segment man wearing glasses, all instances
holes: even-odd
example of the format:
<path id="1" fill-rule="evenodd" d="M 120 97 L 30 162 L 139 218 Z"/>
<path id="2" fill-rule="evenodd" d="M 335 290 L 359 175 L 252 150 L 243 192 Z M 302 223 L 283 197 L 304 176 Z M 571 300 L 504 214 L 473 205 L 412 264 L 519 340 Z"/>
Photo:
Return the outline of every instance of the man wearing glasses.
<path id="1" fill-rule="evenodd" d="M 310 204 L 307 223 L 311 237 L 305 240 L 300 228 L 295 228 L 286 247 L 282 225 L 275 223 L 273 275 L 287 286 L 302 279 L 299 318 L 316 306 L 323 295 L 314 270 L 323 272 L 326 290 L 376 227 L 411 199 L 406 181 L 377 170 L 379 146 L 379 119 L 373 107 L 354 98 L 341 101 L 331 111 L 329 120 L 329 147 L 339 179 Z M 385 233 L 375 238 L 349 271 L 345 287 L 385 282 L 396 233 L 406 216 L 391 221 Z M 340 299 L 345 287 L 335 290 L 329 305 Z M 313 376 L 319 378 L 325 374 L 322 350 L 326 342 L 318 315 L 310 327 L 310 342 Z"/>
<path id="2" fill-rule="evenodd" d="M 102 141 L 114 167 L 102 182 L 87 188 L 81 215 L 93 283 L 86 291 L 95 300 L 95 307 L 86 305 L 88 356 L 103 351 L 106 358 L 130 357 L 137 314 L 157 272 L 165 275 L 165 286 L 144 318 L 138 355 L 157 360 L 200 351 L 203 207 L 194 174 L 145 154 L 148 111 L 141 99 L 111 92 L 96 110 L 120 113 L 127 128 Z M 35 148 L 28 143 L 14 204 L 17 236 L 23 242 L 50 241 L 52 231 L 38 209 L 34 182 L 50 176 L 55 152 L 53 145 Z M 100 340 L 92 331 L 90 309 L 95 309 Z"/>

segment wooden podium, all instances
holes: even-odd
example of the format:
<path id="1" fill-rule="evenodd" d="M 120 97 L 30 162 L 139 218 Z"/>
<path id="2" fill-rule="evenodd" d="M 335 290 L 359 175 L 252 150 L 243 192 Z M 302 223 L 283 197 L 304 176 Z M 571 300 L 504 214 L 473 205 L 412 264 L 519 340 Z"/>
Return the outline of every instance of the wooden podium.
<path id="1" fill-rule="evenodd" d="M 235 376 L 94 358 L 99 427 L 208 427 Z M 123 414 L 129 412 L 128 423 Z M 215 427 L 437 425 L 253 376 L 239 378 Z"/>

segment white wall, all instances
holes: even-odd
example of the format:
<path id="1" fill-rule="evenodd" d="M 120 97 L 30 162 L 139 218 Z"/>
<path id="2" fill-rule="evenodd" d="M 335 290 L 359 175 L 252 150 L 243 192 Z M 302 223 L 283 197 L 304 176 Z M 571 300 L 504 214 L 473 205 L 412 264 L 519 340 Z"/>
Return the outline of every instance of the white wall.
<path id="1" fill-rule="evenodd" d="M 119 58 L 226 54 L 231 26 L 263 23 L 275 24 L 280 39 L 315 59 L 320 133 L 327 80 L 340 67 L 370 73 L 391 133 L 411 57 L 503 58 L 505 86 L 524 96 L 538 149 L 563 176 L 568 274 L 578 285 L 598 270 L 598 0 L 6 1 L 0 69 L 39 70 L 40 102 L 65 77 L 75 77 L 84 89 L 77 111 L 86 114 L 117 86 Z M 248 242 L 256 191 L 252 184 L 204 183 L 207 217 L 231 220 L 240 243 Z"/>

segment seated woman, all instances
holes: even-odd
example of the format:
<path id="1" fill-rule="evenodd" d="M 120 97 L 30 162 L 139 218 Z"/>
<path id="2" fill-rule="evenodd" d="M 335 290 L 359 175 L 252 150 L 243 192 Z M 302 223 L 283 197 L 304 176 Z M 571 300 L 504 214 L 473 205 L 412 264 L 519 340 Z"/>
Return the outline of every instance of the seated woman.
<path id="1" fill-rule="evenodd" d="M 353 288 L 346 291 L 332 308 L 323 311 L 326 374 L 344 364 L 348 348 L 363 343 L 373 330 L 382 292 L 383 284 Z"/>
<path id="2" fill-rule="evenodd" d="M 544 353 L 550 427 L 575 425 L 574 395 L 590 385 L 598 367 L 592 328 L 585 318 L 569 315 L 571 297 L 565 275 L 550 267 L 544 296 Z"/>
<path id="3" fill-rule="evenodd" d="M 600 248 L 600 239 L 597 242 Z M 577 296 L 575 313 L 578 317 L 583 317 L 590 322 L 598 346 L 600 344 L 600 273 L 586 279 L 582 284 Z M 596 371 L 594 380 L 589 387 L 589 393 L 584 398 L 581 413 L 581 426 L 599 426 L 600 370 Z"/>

# TASK BRIEF:
The response should consist of all the entries, set down exactly.

# RESPONSE BELOW:
segment man wearing glasses, all instances
holes: even-odd
example of the format:
<path id="1" fill-rule="evenodd" d="M 120 97 L 30 162 L 139 218 Z"/>
<path id="2" fill-rule="evenodd" d="M 335 290 L 359 175 L 252 150 L 243 192 Z M 302 223 L 283 197 L 304 176 Z M 571 300 L 504 214 L 473 205 L 412 264 L 519 340 Z"/>
Photo:
Return the outline of every instance of the man wearing glasses.
<path id="1" fill-rule="evenodd" d="M 310 204 L 307 223 L 311 237 L 305 240 L 300 228 L 295 228 L 286 247 L 282 225 L 275 223 L 273 275 L 287 286 L 302 279 L 299 318 L 316 306 L 323 295 L 314 270 L 323 272 L 326 290 L 376 227 L 411 199 L 406 181 L 377 170 L 379 146 L 379 119 L 373 107 L 354 98 L 341 101 L 331 111 L 329 120 L 329 147 L 339 179 Z M 385 233 L 375 238 L 349 271 L 345 287 L 385 282 L 396 233 L 406 216 L 391 221 Z M 340 299 L 345 287 L 335 290 L 329 305 Z M 313 376 L 319 378 L 325 374 L 322 350 L 326 342 L 318 315 L 310 327 L 310 342 Z"/>
<path id="2" fill-rule="evenodd" d="M 102 141 L 114 167 L 102 182 L 87 188 L 81 215 L 93 283 L 86 291 L 95 300 L 95 307 L 86 305 L 88 356 L 103 351 L 106 358 L 130 357 L 137 314 L 157 272 L 165 275 L 165 286 L 144 318 L 138 355 L 157 360 L 200 351 L 203 207 L 194 174 L 145 154 L 148 111 L 141 99 L 111 92 L 96 110 L 120 113 L 127 128 Z M 35 148 L 28 143 L 14 204 L 17 236 L 23 242 L 50 241 L 52 231 L 38 209 L 34 182 L 50 176 L 55 152 L 53 145 Z M 100 340 L 92 331 L 90 309 L 95 309 Z"/>

segment wooden podium, all instances
holes: even-odd
example of the format:
<path id="1" fill-rule="evenodd" d="M 120 97 L 30 162 L 139 218 Z"/>
<path id="2" fill-rule="evenodd" d="M 335 290 L 359 175 L 252 150 L 243 192 Z M 302 223 L 283 197 L 304 176 Z M 571 300 L 504 214 L 473 205 L 412 264 L 519 340 Z"/>
Return the outline of every instance of the wooden podium.
<path id="1" fill-rule="evenodd" d="M 235 376 L 94 358 L 99 427 L 208 427 Z M 123 414 L 129 412 L 128 423 Z M 215 427 L 437 425 L 253 376 L 239 378 Z"/>

segment white wall, all instances
holes: even-odd
example of the format:
<path id="1" fill-rule="evenodd" d="M 120 97 L 30 162 L 139 218 Z"/>
<path id="2" fill-rule="evenodd" d="M 335 290 L 359 175 L 252 150 L 243 192 Z M 302 223 L 283 197 L 304 176 Z M 571 300 L 504 214 L 473 205 L 412 264 L 519 340 Z"/>
Return the outline of every instance of the white wall.
<path id="1" fill-rule="evenodd" d="M 119 58 L 226 54 L 231 26 L 263 23 L 275 24 L 280 39 L 315 59 L 320 133 L 327 80 L 340 67 L 370 73 L 391 133 L 411 57 L 503 58 L 505 86 L 524 96 L 538 149 L 563 176 L 568 274 L 578 285 L 598 270 L 598 0 L 6 1 L 0 69 L 39 70 L 40 102 L 65 77 L 75 77 L 84 89 L 77 111 L 86 114 L 117 86 Z M 248 242 L 256 191 L 252 184 L 204 183 L 207 217 L 231 220 L 240 243 Z"/>

segment seated woman, all instances
holes: even-odd
example of the format:
<path id="1" fill-rule="evenodd" d="M 120 97 L 30 162 L 139 218 Z"/>
<path id="2" fill-rule="evenodd" d="M 335 290 L 359 175 L 252 150 L 243 192 Z M 302 223 L 283 197 L 304 176 Z M 571 300 L 504 214 L 473 205 L 412 264 L 519 340 Z"/>
Return the outline of every instance of the seated woman.
<path id="1" fill-rule="evenodd" d="M 353 288 L 346 291 L 332 308 L 323 311 L 326 374 L 344 364 L 348 348 L 363 343 L 373 330 L 382 292 L 383 284 Z"/>
<path id="2" fill-rule="evenodd" d="M 544 353 L 550 427 L 575 425 L 574 395 L 590 385 L 598 367 L 592 328 L 585 318 L 569 315 L 571 297 L 565 275 L 550 267 L 544 296 Z"/>
<path id="3" fill-rule="evenodd" d="M 600 248 L 600 239 L 597 242 Z M 577 296 L 575 313 L 578 317 L 583 317 L 590 322 L 598 346 L 600 344 L 600 273 L 586 279 L 582 284 Z M 596 371 L 594 380 L 589 387 L 589 393 L 584 398 L 581 413 L 581 426 L 599 426 L 600 370 Z"/>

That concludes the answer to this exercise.